# Task goal
Give every entry again, unchanged, and leave its images out.

# Input
........
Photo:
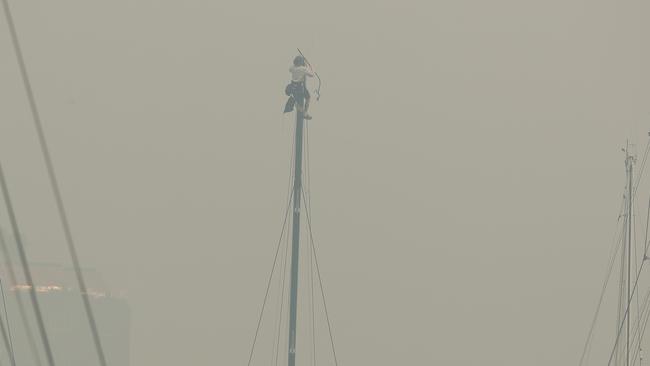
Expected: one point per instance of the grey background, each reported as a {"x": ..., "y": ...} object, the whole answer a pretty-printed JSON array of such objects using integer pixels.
[{"x": 465, "y": 158}]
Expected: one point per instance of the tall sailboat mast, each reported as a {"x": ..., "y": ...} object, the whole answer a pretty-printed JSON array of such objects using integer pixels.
[
  {"x": 295, "y": 239},
  {"x": 629, "y": 164}
]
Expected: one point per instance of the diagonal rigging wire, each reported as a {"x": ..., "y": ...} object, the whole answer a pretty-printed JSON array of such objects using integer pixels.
[
  {"x": 612, "y": 260},
  {"x": 320, "y": 280},
  {"x": 26, "y": 270},
  {"x": 268, "y": 286},
  {"x": 627, "y": 309},
  {"x": 54, "y": 183},
  {"x": 6, "y": 334},
  {"x": 21, "y": 304},
  {"x": 275, "y": 260},
  {"x": 617, "y": 239}
]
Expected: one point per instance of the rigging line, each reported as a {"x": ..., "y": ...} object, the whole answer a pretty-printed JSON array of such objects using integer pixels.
[
  {"x": 268, "y": 285},
  {"x": 7, "y": 342},
  {"x": 31, "y": 342},
  {"x": 645, "y": 322},
  {"x": 636, "y": 243},
  {"x": 638, "y": 328},
  {"x": 638, "y": 332},
  {"x": 618, "y": 234},
  {"x": 311, "y": 260},
  {"x": 645, "y": 157},
  {"x": 285, "y": 265},
  {"x": 7, "y": 335},
  {"x": 645, "y": 241},
  {"x": 281, "y": 299},
  {"x": 627, "y": 310},
  {"x": 26, "y": 270},
  {"x": 320, "y": 280},
  {"x": 54, "y": 183}
]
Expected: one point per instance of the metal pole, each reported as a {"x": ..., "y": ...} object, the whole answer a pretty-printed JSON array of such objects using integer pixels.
[
  {"x": 629, "y": 253},
  {"x": 295, "y": 240}
]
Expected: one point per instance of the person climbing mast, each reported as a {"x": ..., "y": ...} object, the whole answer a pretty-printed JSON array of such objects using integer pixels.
[{"x": 297, "y": 89}]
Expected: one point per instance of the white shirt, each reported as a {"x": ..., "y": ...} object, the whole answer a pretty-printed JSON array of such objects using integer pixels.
[{"x": 298, "y": 73}]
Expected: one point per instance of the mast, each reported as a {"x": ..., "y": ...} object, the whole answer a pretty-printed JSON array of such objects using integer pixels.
[
  {"x": 295, "y": 239},
  {"x": 629, "y": 161}
]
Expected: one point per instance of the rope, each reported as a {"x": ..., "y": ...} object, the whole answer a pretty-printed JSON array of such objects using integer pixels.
[
  {"x": 26, "y": 270},
  {"x": 54, "y": 183},
  {"x": 268, "y": 285},
  {"x": 311, "y": 259},
  {"x": 627, "y": 310},
  {"x": 275, "y": 259},
  {"x": 320, "y": 280},
  {"x": 19, "y": 299},
  {"x": 618, "y": 236},
  {"x": 9, "y": 343}
]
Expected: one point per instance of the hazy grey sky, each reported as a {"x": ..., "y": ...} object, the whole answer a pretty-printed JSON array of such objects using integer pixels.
[{"x": 465, "y": 164}]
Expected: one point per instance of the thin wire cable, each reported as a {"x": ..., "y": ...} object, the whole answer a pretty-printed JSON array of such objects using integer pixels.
[
  {"x": 627, "y": 310},
  {"x": 268, "y": 286},
  {"x": 282, "y": 298},
  {"x": 641, "y": 170},
  {"x": 311, "y": 259},
  {"x": 31, "y": 341},
  {"x": 6, "y": 341},
  {"x": 54, "y": 183},
  {"x": 12, "y": 354},
  {"x": 618, "y": 235},
  {"x": 329, "y": 324},
  {"x": 26, "y": 270}
]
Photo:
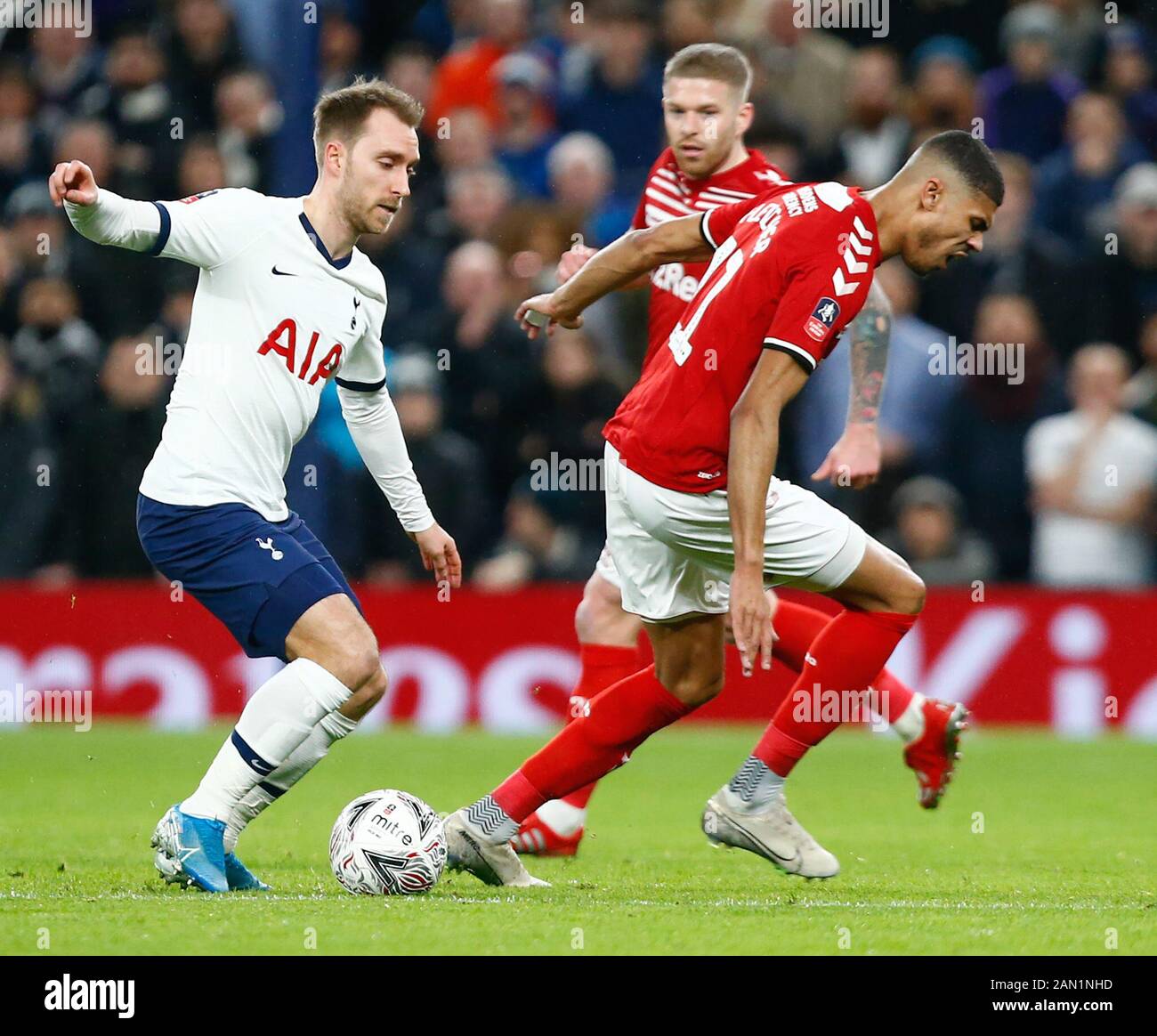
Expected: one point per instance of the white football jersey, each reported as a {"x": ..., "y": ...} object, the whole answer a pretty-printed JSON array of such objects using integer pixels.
[{"x": 274, "y": 318}]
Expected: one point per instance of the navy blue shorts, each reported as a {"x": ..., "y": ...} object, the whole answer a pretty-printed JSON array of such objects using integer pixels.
[{"x": 257, "y": 577}]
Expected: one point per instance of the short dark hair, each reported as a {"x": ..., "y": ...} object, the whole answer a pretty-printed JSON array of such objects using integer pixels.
[
  {"x": 342, "y": 114},
  {"x": 712, "y": 61},
  {"x": 971, "y": 158}
]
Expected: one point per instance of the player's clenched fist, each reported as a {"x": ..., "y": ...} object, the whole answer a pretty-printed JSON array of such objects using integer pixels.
[
  {"x": 573, "y": 261},
  {"x": 72, "y": 182},
  {"x": 440, "y": 554},
  {"x": 751, "y": 619},
  {"x": 542, "y": 312}
]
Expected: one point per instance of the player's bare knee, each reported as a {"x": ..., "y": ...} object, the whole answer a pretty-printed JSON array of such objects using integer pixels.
[
  {"x": 693, "y": 684},
  {"x": 695, "y": 689},
  {"x": 367, "y": 696},
  {"x": 600, "y": 617},
  {"x": 907, "y": 594}
]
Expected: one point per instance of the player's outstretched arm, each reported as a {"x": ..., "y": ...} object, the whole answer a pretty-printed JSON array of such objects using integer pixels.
[
  {"x": 376, "y": 431},
  {"x": 101, "y": 215},
  {"x": 855, "y": 458},
  {"x": 616, "y": 266},
  {"x": 751, "y": 459}
]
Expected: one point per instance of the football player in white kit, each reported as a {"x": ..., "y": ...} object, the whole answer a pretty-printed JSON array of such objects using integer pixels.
[{"x": 285, "y": 301}]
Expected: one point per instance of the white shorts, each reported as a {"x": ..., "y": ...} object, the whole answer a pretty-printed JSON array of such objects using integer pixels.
[{"x": 672, "y": 554}]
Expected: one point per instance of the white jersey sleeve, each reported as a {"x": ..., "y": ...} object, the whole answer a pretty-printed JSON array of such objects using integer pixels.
[
  {"x": 211, "y": 228},
  {"x": 204, "y": 230},
  {"x": 363, "y": 368},
  {"x": 374, "y": 425}
]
........
# Task output
Photo:
Expected: one point per instance of the grey background, each reported as a {"x": ..., "y": ...} object, the whole answer a pretty-printed JSON array of such objects using integer pixels.
[{"x": 465, "y": 158}]
Expected: one point per instance of the tall sailboat mast, each reported as a {"x": ..., "y": ...} object, the whole answer a pretty-printed JSON array of such objects using integer pixels.
[
  {"x": 295, "y": 239},
  {"x": 629, "y": 164}
]
Expected: one point per instance of the diagonal rigging wire, each reported as a {"x": ..., "y": ...} object, the whole answer a pretty-printed JSON array of such objects using integer pixels.
[
  {"x": 612, "y": 260},
  {"x": 320, "y": 280},
  {"x": 26, "y": 270},
  {"x": 268, "y": 286},
  {"x": 627, "y": 309},
  {"x": 54, "y": 183},
  {"x": 6, "y": 334},
  {"x": 21, "y": 304},
  {"x": 275, "y": 260},
  {"x": 617, "y": 239}
]
Expected: one point per instance of the rigging line, each reported as a {"x": ..., "y": ...} object, the whole answer a pretty-printed JSON array of such objects using integer pixels.
[
  {"x": 268, "y": 285},
  {"x": 7, "y": 342},
  {"x": 31, "y": 342},
  {"x": 645, "y": 322},
  {"x": 636, "y": 243},
  {"x": 638, "y": 328},
  {"x": 638, "y": 332},
  {"x": 618, "y": 234},
  {"x": 311, "y": 260},
  {"x": 645, "y": 157},
  {"x": 285, "y": 265},
  {"x": 7, "y": 335},
  {"x": 645, "y": 241},
  {"x": 281, "y": 299},
  {"x": 627, "y": 310},
  {"x": 26, "y": 270},
  {"x": 320, "y": 280},
  {"x": 54, "y": 183}
]
Expected: one point per instance of the metal pole, each reported as a {"x": ..., "y": ...} object, the whole answer a pretty-printed JSON array of such objects using integer pixels.
[
  {"x": 629, "y": 253},
  {"x": 295, "y": 240}
]
Expected: one point per instance of the person climbing mast, each reported as a {"x": ..., "y": ...} object, the whole answer a pretty-printed JSON array of such objects using integer pixels.
[{"x": 297, "y": 89}]
Expected: one point per instance of the white shirt, each reported as a {"x": ..., "y": ...} object, the whole answer a pretty-printed JSON array of such objects using integer pixels.
[{"x": 298, "y": 73}]
Expected: one point per instance of the mast, each reported as a {"x": ..., "y": ...} object, the whole answer a pretty-printed JSON array of such objects using integer pixels.
[
  {"x": 295, "y": 239},
  {"x": 629, "y": 161}
]
Expected: one point per instance of the rope, each reported as a {"x": ..., "y": ...} object, the whole answer a pretty-printed JSON array of such objects using integer pixels.
[
  {"x": 26, "y": 270},
  {"x": 54, "y": 183},
  {"x": 268, "y": 285},
  {"x": 311, "y": 259},
  {"x": 627, "y": 310},
  {"x": 275, "y": 259},
  {"x": 320, "y": 280},
  {"x": 19, "y": 299},
  {"x": 618, "y": 236},
  {"x": 9, "y": 343}
]
Expected: one point per instance of the hazy grey sky, each reported as a {"x": ..., "y": ...} object, the whole answer a pretty-printed JSON array of such objects using integer pixels.
[{"x": 465, "y": 164}]
Expected: one point per instance of the thin wire cable, each reported as a {"x": ..., "y": ...} object, the whole answer a pretty-printed JSON array of such objects using integer pixels.
[
  {"x": 627, "y": 310},
  {"x": 268, "y": 286},
  {"x": 282, "y": 298},
  {"x": 641, "y": 170},
  {"x": 311, "y": 259},
  {"x": 31, "y": 341},
  {"x": 6, "y": 341},
  {"x": 54, "y": 183},
  {"x": 12, "y": 354},
  {"x": 618, "y": 235},
  {"x": 329, "y": 324},
  {"x": 26, "y": 270}
]
Photo:
Expected: one point per instance of the white football jersey, each reported as a {"x": ..., "y": ...} object, the whole answer a pretty-printed JSON array of such objects using integer pixels.
[{"x": 274, "y": 318}]
Expected: one point per instance of the navy blue shorts, each reported as a {"x": ..., "y": ...} object, the whole answer a pretty-printed JSON array of such objects using integer pixels.
[{"x": 257, "y": 577}]
Expected: one point per instance of the short dark hair, each reported as a {"x": ..., "y": ...} object, the whole answer a pretty-printed JSON array of such objects using integer pixels.
[
  {"x": 342, "y": 114},
  {"x": 712, "y": 61},
  {"x": 971, "y": 158}
]
Expected: one point per instance of the player's clenched fist, each reported as a {"x": ..., "y": ...} object, the whole answer a pretty-printed JSON array of such objects using integer pixels.
[
  {"x": 573, "y": 261},
  {"x": 72, "y": 182},
  {"x": 440, "y": 554},
  {"x": 751, "y": 619},
  {"x": 542, "y": 312}
]
Expected: one point per instance of the player's bare knee, each reported as a {"x": ..., "y": ...} object, the whole answer a pretty-printed JSON array of such objects using integer pixels.
[
  {"x": 693, "y": 684},
  {"x": 695, "y": 689},
  {"x": 367, "y": 696},
  {"x": 600, "y": 617},
  {"x": 907, "y": 594}
]
Expected: one point per instance of the player's outstretched arm, each reported as a {"x": ..., "y": ...} object, the whole answer a pretty-printed JSON array of such objects using integer pixels.
[
  {"x": 376, "y": 431},
  {"x": 101, "y": 215},
  {"x": 855, "y": 458},
  {"x": 616, "y": 266},
  {"x": 751, "y": 459}
]
Expected: one point per instance of the football player in white kit, each reported as a {"x": ..., "y": ...} object, the whole answer a pretty-printed JSON array of such objects using integer pixels.
[{"x": 285, "y": 301}]
Expected: one point per instance of the white shorts, each reported as a {"x": ..., "y": ...} object, the whole answer a pretty-printed JSON array of such objects using integer pixels.
[{"x": 672, "y": 554}]
Expected: one point per instance of the white jersey sleeve, each reported as a {"x": ..., "y": ...} object, the whole answer a pretty-printed JSON array of such objects using integer pixels.
[
  {"x": 211, "y": 228},
  {"x": 204, "y": 230},
  {"x": 363, "y": 368},
  {"x": 374, "y": 425}
]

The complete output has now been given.